▶ THE TASK
Rewrite the items from the line containing "Target = sidewalk pavement" through the end of the items. Keep every line and add 114 to each x and y coordinate in the answers, leaving the pictures out.

- - - - -

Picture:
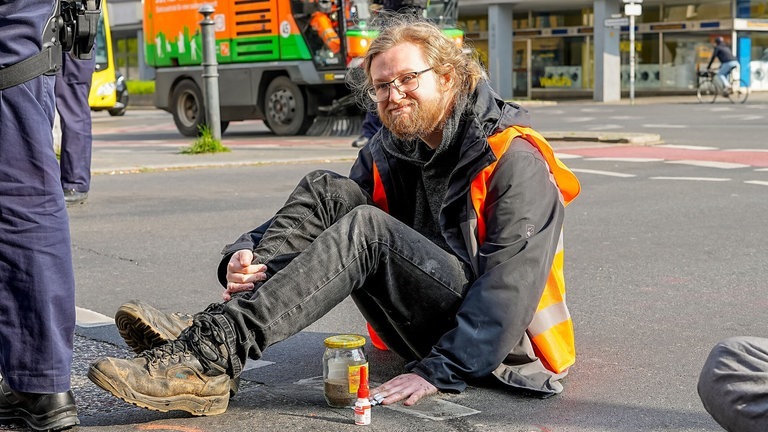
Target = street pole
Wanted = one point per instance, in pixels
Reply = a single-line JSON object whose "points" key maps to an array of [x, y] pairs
{"points": [[631, 59], [210, 72], [632, 8]]}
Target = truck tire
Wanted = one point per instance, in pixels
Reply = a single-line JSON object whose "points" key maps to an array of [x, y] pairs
{"points": [[285, 108], [187, 108]]}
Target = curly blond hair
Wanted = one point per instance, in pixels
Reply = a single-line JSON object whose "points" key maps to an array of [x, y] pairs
{"points": [[441, 53]]}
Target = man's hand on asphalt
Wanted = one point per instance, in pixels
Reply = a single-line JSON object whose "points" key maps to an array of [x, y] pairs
{"points": [[242, 273], [410, 387]]}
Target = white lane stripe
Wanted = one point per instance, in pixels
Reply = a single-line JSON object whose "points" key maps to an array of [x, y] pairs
{"points": [[607, 173], [608, 159], [685, 147], [664, 126], [567, 156], [89, 318], [709, 164], [605, 127], [691, 178]]}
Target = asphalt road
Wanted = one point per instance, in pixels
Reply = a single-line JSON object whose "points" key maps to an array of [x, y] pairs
{"points": [[661, 262]]}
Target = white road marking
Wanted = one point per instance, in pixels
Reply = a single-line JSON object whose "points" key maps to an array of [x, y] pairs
{"points": [[606, 173], [617, 159], [691, 178], [743, 117], [685, 147], [709, 164], [567, 156], [606, 127], [664, 126], [89, 318], [255, 364]]}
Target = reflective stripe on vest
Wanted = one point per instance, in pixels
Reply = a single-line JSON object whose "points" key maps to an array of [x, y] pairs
{"points": [[551, 330]]}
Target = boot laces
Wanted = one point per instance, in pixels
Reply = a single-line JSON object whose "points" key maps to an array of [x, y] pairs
{"points": [[171, 352]]}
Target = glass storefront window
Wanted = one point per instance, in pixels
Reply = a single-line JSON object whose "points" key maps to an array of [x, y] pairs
{"points": [[558, 62], [751, 8], [681, 53], [758, 64], [647, 71], [697, 11]]}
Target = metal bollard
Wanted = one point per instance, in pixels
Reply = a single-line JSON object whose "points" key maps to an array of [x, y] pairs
{"points": [[210, 72]]}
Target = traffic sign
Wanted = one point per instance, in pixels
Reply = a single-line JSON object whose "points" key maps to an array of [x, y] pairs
{"points": [[616, 22]]}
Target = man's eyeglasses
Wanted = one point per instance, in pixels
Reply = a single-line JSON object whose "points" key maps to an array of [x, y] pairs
{"points": [[404, 83]]}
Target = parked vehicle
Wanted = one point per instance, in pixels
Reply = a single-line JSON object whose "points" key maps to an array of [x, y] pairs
{"points": [[277, 61], [104, 82], [121, 90]]}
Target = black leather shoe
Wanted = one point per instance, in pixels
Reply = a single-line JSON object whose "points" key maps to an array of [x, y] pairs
{"points": [[42, 412], [72, 196]]}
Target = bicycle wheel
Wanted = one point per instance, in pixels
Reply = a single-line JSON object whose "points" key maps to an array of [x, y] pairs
{"points": [[739, 92], [706, 91]]}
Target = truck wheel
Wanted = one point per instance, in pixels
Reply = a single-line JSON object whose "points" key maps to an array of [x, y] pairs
{"points": [[285, 108], [187, 108]]}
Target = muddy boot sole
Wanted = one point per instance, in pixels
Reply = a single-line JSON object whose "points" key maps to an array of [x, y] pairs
{"points": [[138, 332], [137, 329], [193, 404]]}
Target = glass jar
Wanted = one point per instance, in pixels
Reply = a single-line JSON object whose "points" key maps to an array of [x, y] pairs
{"points": [[344, 355]]}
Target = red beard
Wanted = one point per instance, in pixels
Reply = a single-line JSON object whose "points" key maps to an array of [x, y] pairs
{"points": [[422, 119]]}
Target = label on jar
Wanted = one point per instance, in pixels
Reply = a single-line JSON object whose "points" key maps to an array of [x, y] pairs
{"points": [[353, 377]]}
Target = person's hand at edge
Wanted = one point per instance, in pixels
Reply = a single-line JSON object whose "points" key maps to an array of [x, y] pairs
{"points": [[410, 387], [242, 273]]}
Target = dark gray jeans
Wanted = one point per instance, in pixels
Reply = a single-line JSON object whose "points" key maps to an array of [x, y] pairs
{"points": [[733, 384], [328, 242]]}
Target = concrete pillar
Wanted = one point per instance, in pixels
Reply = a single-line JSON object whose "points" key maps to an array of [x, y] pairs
{"points": [[607, 58], [500, 49]]}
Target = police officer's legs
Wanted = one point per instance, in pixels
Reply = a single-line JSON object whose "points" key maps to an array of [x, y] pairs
{"points": [[37, 307], [72, 87], [733, 384]]}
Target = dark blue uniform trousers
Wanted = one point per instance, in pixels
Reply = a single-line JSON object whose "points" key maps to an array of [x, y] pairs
{"points": [[37, 287], [73, 84]]}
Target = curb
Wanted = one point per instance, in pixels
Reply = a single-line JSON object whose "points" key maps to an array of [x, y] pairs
{"points": [[633, 138]]}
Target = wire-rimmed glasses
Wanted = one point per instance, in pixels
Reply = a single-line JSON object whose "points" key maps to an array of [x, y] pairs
{"points": [[404, 83]]}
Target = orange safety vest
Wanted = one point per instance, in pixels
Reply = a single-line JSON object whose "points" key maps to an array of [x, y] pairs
{"points": [[551, 330]]}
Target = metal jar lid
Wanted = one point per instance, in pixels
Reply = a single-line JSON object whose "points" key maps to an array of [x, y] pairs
{"points": [[345, 341]]}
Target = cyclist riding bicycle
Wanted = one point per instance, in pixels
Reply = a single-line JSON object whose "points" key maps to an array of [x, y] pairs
{"points": [[727, 63]]}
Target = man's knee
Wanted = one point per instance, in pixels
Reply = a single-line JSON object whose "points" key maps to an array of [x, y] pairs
{"points": [[333, 183], [733, 381]]}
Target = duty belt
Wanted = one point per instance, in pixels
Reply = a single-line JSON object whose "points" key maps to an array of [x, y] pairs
{"points": [[43, 62]]}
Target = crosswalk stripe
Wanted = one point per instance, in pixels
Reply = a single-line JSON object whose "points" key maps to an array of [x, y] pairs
{"points": [[709, 164], [691, 178], [606, 173]]}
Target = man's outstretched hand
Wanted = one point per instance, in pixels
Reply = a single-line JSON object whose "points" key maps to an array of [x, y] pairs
{"points": [[242, 273], [410, 387]]}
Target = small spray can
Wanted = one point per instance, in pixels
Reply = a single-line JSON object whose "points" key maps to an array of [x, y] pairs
{"points": [[363, 405]]}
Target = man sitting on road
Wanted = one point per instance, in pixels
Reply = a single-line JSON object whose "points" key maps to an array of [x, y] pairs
{"points": [[447, 235]]}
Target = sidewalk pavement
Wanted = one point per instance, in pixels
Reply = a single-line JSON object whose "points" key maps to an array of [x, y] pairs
{"points": [[114, 159]]}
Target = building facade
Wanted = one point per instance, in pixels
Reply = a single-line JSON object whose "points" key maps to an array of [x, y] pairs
{"points": [[567, 48]]}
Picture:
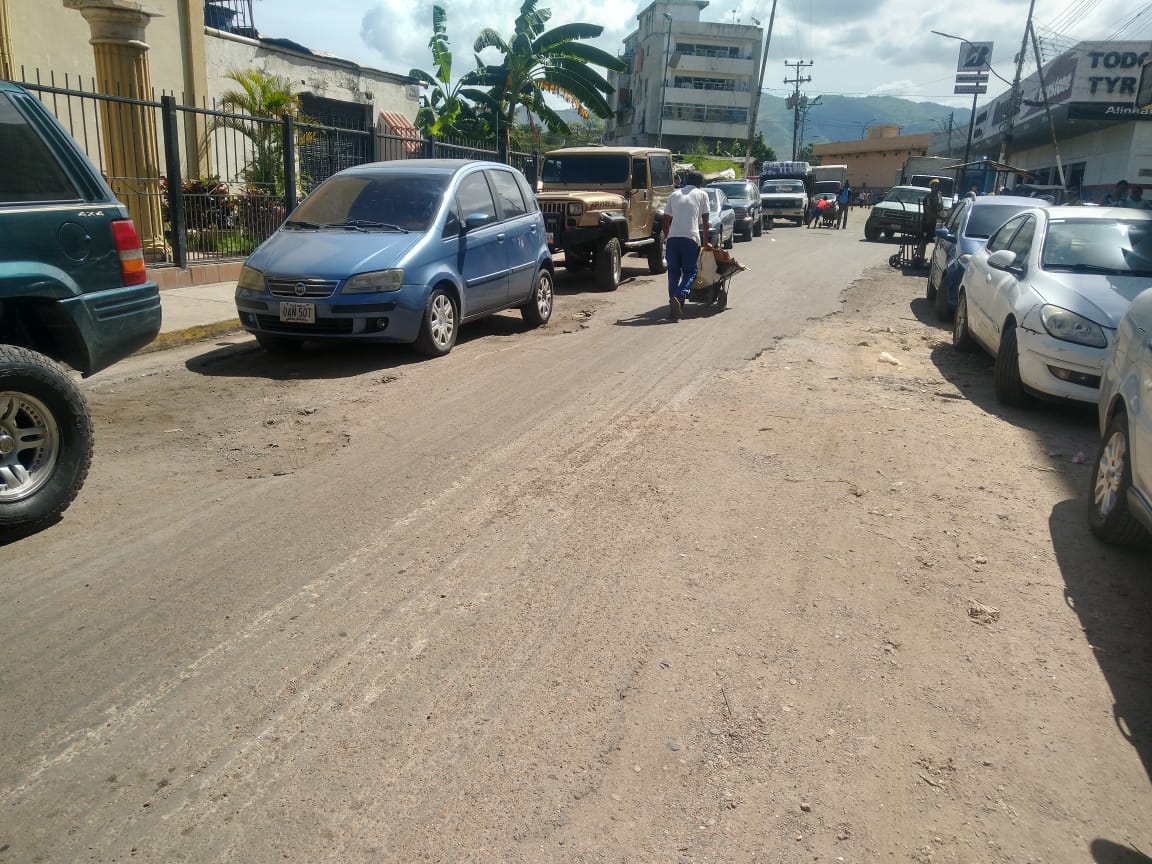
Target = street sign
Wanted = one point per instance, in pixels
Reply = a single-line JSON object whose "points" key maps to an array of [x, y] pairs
{"points": [[975, 57]]}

- - - - -

▶ OUTPUT BELOW
Target = sidewalk pavement
Wanted = one point per instance, in pixels
Reply = a single-line JSON object whose "points" key maps to an array of [x, y] pairs
{"points": [[228, 273]]}
Target = building facade
Wanted = one point per instance, in pixels
Reply = a single-line JSON object whose "points" key maps to an array of [x, y] pairs
{"points": [[681, 162]]}
Picture:
Target = street sign
Wanted = one point per instance, in pixels
Reply = a single-line JSON object whose "points" key maps to an array of [x, y] pairs
{"points": [[1089, 171]]}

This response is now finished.